**Input data:**
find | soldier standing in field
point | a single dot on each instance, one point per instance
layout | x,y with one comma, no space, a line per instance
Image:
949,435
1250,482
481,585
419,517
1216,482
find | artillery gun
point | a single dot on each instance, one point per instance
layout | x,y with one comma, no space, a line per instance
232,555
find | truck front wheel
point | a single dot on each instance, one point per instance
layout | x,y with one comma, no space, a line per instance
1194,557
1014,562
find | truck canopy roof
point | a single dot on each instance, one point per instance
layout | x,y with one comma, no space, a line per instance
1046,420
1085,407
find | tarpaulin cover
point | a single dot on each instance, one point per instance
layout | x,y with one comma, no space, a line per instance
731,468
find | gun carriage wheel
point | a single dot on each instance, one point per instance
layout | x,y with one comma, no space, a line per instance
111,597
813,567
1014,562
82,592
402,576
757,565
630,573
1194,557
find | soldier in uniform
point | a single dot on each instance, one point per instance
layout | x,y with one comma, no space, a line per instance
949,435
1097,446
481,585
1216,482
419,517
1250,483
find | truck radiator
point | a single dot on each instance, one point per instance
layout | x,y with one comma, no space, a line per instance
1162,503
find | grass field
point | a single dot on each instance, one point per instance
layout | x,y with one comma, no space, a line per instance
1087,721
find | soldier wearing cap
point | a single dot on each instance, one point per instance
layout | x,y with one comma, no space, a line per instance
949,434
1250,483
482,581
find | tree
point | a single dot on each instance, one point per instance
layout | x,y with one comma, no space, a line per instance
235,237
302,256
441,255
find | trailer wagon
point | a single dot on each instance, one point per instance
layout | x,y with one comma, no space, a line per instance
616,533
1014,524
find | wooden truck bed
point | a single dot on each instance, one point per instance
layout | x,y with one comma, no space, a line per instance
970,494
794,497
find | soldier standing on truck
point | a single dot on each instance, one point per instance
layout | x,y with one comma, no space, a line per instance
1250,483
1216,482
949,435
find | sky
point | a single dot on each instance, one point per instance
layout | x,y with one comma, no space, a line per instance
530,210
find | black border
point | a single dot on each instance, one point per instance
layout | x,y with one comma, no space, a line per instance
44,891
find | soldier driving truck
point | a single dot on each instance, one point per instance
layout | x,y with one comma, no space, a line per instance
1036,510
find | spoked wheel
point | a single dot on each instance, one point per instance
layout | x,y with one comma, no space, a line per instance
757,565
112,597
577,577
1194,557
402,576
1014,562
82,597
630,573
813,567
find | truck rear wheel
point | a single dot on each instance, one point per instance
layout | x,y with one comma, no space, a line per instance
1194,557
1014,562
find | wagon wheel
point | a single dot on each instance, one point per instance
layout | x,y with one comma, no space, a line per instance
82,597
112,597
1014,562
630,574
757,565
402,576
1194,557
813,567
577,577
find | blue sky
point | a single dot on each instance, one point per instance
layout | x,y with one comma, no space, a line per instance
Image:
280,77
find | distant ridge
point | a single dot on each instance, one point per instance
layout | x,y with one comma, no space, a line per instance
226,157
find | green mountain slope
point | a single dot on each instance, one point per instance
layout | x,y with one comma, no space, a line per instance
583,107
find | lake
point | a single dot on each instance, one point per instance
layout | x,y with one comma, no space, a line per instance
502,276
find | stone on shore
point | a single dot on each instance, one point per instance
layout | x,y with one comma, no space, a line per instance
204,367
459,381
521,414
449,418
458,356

**Problem requirements:** Rewrite all of the data above with every "a line per instance" changed to "one line per instance", keeping everything else unchanged.

**Completed exercise:**
find | soldier standing in field
point | a single dot on each instance, one point per instance
layout | x,y with one comma, no space, one line per instance
Image:
949,435
1250,482
481,585
419,517
1216,482
find | artillery gun
point | a single dot on each instance, one point per instance
layout | x,y with one comma, no space, one line per instance
232,555
find | truck front wheel
point | a single dot on each instance, one point per instance
layout | x,y with one comma, no space, one line per instance
1194,557
1014,562
find | truck canopy roof
point | a single dot on each instance, one point per instance
layout | x,y with one comma, no space, one line per instance
1046,420
1085,407
find | tarpaulin cover
point | a single dot on each instance, one point per instance
layout | x,y with one comma, no space, one line per instance
731,468
find | gun carriage wheel
point | a single dot on each instance, one point per instance
layout | x,y with one comma, no space, one line per instance
111,597
813,567
1014,562
82,592
402,576
757,565
630,573
1194,557
find | soldier in uniform
point | a single dot on each instance, one point per instance
layout | x,y with one comma, no space, one line per instance
949,435
1097,446
481,585
1216,482
419,517
1250,483
find | truck radiator
point | a single dot on each instance, one point per instance
layout | x,y with one comma, no space, one line per instance
1162,503
find | grass field
point | a single dot on each instance, one point per instance
layout | x,y with one comma, no space, one line per instance
1087,721
find | soldier wearing cap
point | a single dot on each instance, one point per instance
layout | x,y with one comma, no space, one line per instance
949,434
1250,483
482,581
find | tree
point | a single dot on each instance, one point per instance
layout | x,y with one comma, no space, one line per instance
235,237
302,256
441,255
find | trailer wagon
point | a single dot on each instance, one point per instance
layout | x,y with one comma, no space, one line per instance
616,533
1014,524
find | wooden truck bed
point | a single dot on each instance, one point per instance
layout | x,y with one comma, no space, one line per instance
970,494
794,497
find | soldier standing on truck
point | a single dot on each instance, one point per instance
layout | x,y with one comma, no space, one line per instance
1250,483
1216,482
949,435
find | sky
point | a single dot on each instance, one point per instance
layout | x,y with one comma, no space, one line per instance
530,210
find | black border
point | a single dot on each instance, one point per instance
layout | x,y with one comma, no space, one line per instance
44,891
find | soldier driving truck
point | a single dot on each instance, one point per instance
layout | x,y with one comma, no space, one line per instance
1036,510
find | spoked wheel
point | a single dot on each instance, one point per instance
layout | x,y with one comma, no space, one line per instance
757,565
112,597
577,577
1194,557
402,576
1014,562
82,597
630,573
813,567
find | truck rear wheel
point | a single dot on each instance, one point per instance
layout | x,y with one comma, no space, one line per instance
1194,557
1014,562
find | wagon wheel
point | a single dot on each instance, one point per instance
layout | x,y with one comma, no space, one line per instance
82,597
112,597
1014,562
630,574
757,565
402,576
1194,557
813,567
577,577
find | blue sky
point | a single dot on each instance, one point per instance
layout | x,y with one comma, no space, one line per instance
Image:
280,77
find | distant ridge
point | a single dot on each instance, one point per instance
layout | x,y with one comma, no space, one line per instance
226,157
find | green mountain slope
point | a single dot on each instance, one point per instance
layout | x,y with one comma, no space, one line per instance
583,107
find | lake
point | a single dot on each instance, one point per instance
layout | x,y with one comma, no space, one line per instance
502,276
find | stone on shore
point | a single dot on each instance, one point per instance
layout | x,y with one comma, no space, one line per instance
204,367
459,381
521,414
449,418
458,356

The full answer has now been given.